● Aim of the exercise:
Reproduce all of the data exactly, with no line skipped.

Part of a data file
_ _ _ _

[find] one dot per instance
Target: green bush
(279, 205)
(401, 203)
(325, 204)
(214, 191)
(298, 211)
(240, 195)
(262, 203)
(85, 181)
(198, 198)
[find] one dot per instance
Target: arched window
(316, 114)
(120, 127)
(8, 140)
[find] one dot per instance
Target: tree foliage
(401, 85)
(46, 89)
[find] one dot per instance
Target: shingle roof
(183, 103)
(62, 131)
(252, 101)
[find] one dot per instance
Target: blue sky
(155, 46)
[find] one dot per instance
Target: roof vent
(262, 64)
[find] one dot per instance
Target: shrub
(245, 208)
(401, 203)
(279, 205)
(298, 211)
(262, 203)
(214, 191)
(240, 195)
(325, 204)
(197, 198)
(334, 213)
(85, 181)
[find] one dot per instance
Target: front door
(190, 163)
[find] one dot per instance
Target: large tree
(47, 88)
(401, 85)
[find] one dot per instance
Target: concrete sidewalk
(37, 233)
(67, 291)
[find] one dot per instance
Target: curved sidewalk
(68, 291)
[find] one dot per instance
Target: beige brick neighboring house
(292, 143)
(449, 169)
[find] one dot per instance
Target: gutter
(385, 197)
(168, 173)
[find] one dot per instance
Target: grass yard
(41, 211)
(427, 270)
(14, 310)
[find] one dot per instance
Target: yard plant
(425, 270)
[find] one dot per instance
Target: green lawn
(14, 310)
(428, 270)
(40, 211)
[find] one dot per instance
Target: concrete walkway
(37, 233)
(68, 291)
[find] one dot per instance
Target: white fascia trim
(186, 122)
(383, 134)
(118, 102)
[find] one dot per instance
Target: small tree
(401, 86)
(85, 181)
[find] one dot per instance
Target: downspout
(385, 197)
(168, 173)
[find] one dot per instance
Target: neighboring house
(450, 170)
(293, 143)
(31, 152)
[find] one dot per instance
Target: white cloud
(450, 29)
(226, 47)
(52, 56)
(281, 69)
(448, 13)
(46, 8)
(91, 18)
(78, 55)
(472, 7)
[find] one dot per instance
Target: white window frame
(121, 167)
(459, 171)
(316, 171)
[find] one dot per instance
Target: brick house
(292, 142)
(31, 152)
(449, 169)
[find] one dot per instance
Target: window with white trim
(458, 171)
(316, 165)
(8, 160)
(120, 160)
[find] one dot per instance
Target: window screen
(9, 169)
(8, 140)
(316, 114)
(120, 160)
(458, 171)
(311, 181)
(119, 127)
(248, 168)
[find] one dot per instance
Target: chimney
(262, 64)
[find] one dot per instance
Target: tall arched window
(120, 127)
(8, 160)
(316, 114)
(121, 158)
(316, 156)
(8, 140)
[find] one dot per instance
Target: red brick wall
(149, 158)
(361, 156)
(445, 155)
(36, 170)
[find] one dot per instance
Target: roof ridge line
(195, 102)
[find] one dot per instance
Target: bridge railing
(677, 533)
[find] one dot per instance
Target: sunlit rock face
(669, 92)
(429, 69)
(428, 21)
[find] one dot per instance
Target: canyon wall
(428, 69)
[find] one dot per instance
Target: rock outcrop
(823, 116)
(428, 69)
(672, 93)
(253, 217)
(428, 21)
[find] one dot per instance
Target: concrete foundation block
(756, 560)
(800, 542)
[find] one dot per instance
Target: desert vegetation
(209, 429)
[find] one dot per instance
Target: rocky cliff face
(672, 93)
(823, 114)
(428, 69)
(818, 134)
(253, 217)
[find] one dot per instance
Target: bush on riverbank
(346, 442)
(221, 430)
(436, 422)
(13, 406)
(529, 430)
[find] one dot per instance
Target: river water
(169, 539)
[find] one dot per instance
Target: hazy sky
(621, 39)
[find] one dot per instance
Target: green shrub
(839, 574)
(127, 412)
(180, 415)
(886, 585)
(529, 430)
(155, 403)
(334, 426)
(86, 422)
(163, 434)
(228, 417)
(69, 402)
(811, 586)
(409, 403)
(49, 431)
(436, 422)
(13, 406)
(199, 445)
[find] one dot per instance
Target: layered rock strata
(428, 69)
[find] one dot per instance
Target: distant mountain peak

_ _ _ _

● Written solution:
[find] one dot per instance
Target: green bush
(279, 205)
(401, 203)
(325, 204)
(214, 191)
(298, 211)
(240, 195)
(262, 203)
(85, 181)
(198, 198)
[find] one dot per instance
Target: arched window
(316, 114)
(120, 127)
(8, 140)
[find] one dot per instance
Target: tree foliage
(401, 85)
(46, 89)
[find] one dot per instance
Target: shingle roof
(183, 103)
(62, 131)
(252, 101)
[find] one dot per instance
Target: blue sky
(155, 46)
[find] one dot per instance
Target: roof vent
(262, 64)
[find] one dot per instance
Target: shrub
(245, 208)
(401, 203)
(279, 205)
(298, 211)
(262, 203)
(214, 191)
(240, 195)
(325, 204)
(197, 198)
(334, 213)
(85, 181)
[find] one dot per instance
Target: front door
(190, 163)
[find] one dot per instance
Target: large tree
(47, 88)
(401, 85)
[find] one dot per instance
Target: concrete sidewalk
(37, 233)
(67, 291)
[find] one dot per instance
Target: curved sidewalk
(68, 291)
[find] one dot per instance
Target: beige brick neighboring house
(292, 143)
(449, 169)
[find] one dot per instance
Target: gutter
(385, 197)
(168, 173)
[find] one dot per instance
Target: grass yard
(41, 211)
(427, 270)
(14, 310)
[find] one dot per instance
Target: yard plant
(425, 270)
[find] one dot per instance
Target: green lawn
(14, 310)
(428, 270)
(40, 211)
[find] one dot per instance
Target: concrete walkway
(37, 233)
(68, 291)
[find] one dot per instance
Target: white fascia trim
(186, 122)
(383, 134)
(118, 102)
[find] one dot per instance
Target: small tree
(401, 86)
(85, 181)
[find] one dot per instance
Target: downspout
(385, 197)
(168, 173)
[find] one dot per instance
Target: neighboring house
(450, 170)
(293, 143)
(31, 152)
[find] one dot per instance
Target: white cloud
(450, 29)
(226, 47)
(52, 56)
(281, 69)
(448, 13)
(46, 8)
(91, 18)
(78, 55)
(472, 7)
[find] one dot per instance
Target: white window frame
(121, 167)
(459, 171)
(316, 171)
[find] one dot per instance
Target: brick house
(292, 142)
(31, 152)
(449, 169)
[find] one dot per instance
Target: window with white trim
(458, 171)
(316, 165)
(8, 160)
(120, 160)
[find] one dot per instance
Target: window screen
(9, 169)
(8, 140)
(316, 114)
(120, 160)
(458, 171)
(311, 181)
(119, 127)
(248, 168)
[find] one dot per instance
Target: chimney
(262, 64)
[find] one dot per instance
Target: tall arched window
(120, 127)
(8, 160)
(316, 114)
(121, 158)
(316, 156)
(8, 140)
[find] one dot per instance
Target: red brick wall
(149, 158)
(361, 156)
(445, 155)
(36, 170)
[find] one dot per instance
Target: roof ridge line
(195, 102)
[find] one dot per instance
Target: bridge railing
(677, 533)
[find] one dot per instance
Target: sunlit rock face
(669, 92)
(429, 69)
(428, 21)
[find] one dot per instance
Target: canyon wall
(428, 69)
[find] one dot per instance
Target: rock outcrop
(823, 116)
(428, 69)
(672, 93)
(253, 217)
(428, 21)
[find] one dot per instance
Target: concrete foundation block
(756, 560)
(800, 542)
[find] one dot per instance
Target: desert vegetation
(209, 429)
[find] one dot per instance
Target: rocky cliff face
(672, 93)
(823, 114)
(428, 69)
(818, 134)
(253, 217)
[find] one dot per instance
Target: bush on riverbank
(346, 442)
(221, 430)
(436, 422)
(13, 406)
(529, 430)
[find] one dot per instance
Target: river water
(169, 539)
[find] one dot per instance
Target: hazy sky
(621, 39)
[find] one dot per instance
Target: green shrub
(839, 574)
(127, 412)
(180, 415)
(886, 585)
(529, 430)
(155, 403)
(334, 426)
(86, 422)
(163, 434)
(228, 417)
(69, 402)
(811, 586)
(409, 403)
(49, 431)
(436, 422)
(13, 406)
(199, 445)
[find] one dot per instance
Target: layered rock strata
(428, 69)
[find] one dot per instance
Target: distant mountain peak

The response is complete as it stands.